JOB: Please print everything from the line containing "Do you see the swimming" down to the end of the data, reproducing each line without any change.

GIVEN RECORDS:
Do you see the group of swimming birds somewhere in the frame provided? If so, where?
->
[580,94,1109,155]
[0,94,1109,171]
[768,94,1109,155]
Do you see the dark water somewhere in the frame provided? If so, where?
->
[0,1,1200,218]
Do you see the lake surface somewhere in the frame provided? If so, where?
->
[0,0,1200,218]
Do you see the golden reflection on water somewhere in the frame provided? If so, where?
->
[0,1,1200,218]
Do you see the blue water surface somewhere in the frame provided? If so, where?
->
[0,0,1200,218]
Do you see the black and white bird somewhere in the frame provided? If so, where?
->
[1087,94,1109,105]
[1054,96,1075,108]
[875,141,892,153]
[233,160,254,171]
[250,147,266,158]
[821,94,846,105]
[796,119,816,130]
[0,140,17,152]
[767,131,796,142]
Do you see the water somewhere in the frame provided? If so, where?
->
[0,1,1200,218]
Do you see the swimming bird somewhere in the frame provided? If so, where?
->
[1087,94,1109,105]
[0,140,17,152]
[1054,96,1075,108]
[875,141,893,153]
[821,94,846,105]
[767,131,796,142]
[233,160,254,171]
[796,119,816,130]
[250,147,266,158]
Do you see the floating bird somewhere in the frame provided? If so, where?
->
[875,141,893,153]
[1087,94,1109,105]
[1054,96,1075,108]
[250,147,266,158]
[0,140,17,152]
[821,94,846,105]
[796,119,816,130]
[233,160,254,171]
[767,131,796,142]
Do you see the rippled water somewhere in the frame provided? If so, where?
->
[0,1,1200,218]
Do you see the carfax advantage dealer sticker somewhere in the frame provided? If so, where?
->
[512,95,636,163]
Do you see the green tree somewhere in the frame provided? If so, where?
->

REPLY TO THE EXERCISE:
Do you see the swimming bird somewhere in the frame provided? If so, where?
->
[1087,94,1109,105]
[0,140,17,152]
[1054,96,1075,108]
[875,141,893,153]
[821,94,846,105]
[767,131,796,142]
[233,160,254,171]
[796,119,816,130]
[250,147,266,158]
Do you see the floating bird somewhere in the frame provided? If so, where?
->
[875,141,893,153]
[1087,94,1109,105]
[1054,96,1075,108]
[250,147,266,158]
[0,140,17,152]
[821,94,846,105]
[796,119,816,130]
[233,160,254,171]
[767,131,796,142]
Do you see the rippled water somewhere in the frame provided? If so, where?
->
[0,1,1200,218]
Do you see the carfax advantage dealer sticker somewhere in the frame provided? If so, where?
->
[512,95,636,163]
Do you see the green tree somewhere in the frame provided? If so, where?
->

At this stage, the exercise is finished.